I enjoy the environmental observations of NYTimes columnist Margaret Renkl. This week, she wrote about nature’s apparent resurgence during social distancing. With fewer cars and humans afoot, it is quieter and safer for animals to venture forth. The air is cleaner, the sky bluer. Renkl is careful to point out that none of these positive developments in any way represent a reversal of climate change, but she counsels us to think about our relationship with the natural world and see what we can do to reduce our negative impact.

Thinking about this suggestion, I have realized that now is a great time to think about what is possible. What are the things we can do to make our environment cleaner and safer for plants, animals, and humans? While by and large social distancing has been hugely inconvenient and in some ways devastating, it has also shown us what we are capable of when we work together (even when we are working individually because we can’t be physically close). During this time, great minds all over the world have come up with incredibly creative ideas to help people continue important services remotely, and this same creative brilliance can be used to come up with solutions to our climate crisis.

Throughout this experience, I have been amazed at the resilience of humanity. Over millennia, the human race has learned to adapt to horrible conditions, and has survived harrowing experiences. We have learned from these experiences, and found ways to prevent them from recurring. We can do that again. It’s time to shake off our malaise of believing that we have arrived and achieved the zenith of existence. Perhaps we have in some ways, but we have done so at the expense of harming our beautiful world. It’s time to change our behavior, in ways that may be inconvenient and difficult, so that we can create a future that is healthier for all of us.

Dataset items
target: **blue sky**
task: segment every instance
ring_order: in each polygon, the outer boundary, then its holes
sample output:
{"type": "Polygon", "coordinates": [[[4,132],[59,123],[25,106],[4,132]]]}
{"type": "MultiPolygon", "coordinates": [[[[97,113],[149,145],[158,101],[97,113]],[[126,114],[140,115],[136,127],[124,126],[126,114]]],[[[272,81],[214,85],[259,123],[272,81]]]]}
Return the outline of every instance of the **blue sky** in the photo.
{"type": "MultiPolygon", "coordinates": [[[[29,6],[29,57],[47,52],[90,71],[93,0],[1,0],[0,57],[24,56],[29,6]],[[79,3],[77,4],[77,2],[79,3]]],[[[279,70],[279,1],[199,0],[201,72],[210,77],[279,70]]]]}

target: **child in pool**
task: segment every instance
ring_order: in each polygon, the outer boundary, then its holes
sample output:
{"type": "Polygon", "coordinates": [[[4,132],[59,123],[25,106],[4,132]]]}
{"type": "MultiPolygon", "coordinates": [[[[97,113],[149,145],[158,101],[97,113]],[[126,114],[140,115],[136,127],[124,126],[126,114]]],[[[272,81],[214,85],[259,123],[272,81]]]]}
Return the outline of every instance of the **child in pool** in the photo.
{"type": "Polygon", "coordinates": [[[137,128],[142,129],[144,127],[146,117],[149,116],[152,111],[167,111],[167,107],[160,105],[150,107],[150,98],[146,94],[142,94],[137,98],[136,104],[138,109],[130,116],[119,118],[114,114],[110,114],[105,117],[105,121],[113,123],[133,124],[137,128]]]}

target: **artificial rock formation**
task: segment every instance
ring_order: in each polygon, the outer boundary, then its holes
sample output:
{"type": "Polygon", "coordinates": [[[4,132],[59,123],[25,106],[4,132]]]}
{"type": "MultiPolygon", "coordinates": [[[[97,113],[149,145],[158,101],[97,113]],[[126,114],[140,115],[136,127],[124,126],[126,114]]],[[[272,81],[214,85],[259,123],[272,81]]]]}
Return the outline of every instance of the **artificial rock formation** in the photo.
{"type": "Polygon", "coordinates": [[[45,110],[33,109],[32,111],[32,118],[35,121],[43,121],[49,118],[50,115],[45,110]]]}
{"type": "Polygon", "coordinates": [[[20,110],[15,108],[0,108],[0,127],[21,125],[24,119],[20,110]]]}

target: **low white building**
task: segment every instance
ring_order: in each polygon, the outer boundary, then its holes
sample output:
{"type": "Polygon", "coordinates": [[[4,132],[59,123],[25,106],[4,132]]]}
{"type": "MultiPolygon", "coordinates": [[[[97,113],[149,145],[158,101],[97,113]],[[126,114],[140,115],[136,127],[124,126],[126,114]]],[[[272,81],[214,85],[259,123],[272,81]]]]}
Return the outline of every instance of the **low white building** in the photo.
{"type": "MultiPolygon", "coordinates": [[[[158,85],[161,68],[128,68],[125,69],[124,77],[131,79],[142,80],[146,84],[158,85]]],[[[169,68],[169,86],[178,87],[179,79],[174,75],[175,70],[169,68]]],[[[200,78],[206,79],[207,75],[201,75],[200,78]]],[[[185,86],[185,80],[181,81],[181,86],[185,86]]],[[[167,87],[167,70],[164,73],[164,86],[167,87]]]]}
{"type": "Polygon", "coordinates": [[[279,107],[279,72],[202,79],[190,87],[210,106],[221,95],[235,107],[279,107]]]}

STUDY QUESTIONS
a) Write out the part of the passage on nature during social distancing starting with "Throughout this experience, I" and going on through "for all of us.".
b) In the passage on nature during social distancing, whose environmental observations does the writer say they enjoy?
The items aren't needed for any of the work.

ACTIVITY ANSWERS
a)
Throughout this experience, I have been amazed at the resilience of humanity. Over millennia, the human race has learned to adapt to horrible conditions, and has survived harrowing experiences. We have learned from these experiences, and found ways to prevent them from recurring. We can do that again. It’s time to shake off our malaise of believing that we have arrived and achieved the zenith of existence. Perhaps we have in some ways, but we have done so at the expense of harming our beautiful world. It’s time to change our behavior, in ways that may be inconvenient and difficult, so that we can create a future that is healthier for all of us.

b) Those of NYTimes columnist Margaret Renkl.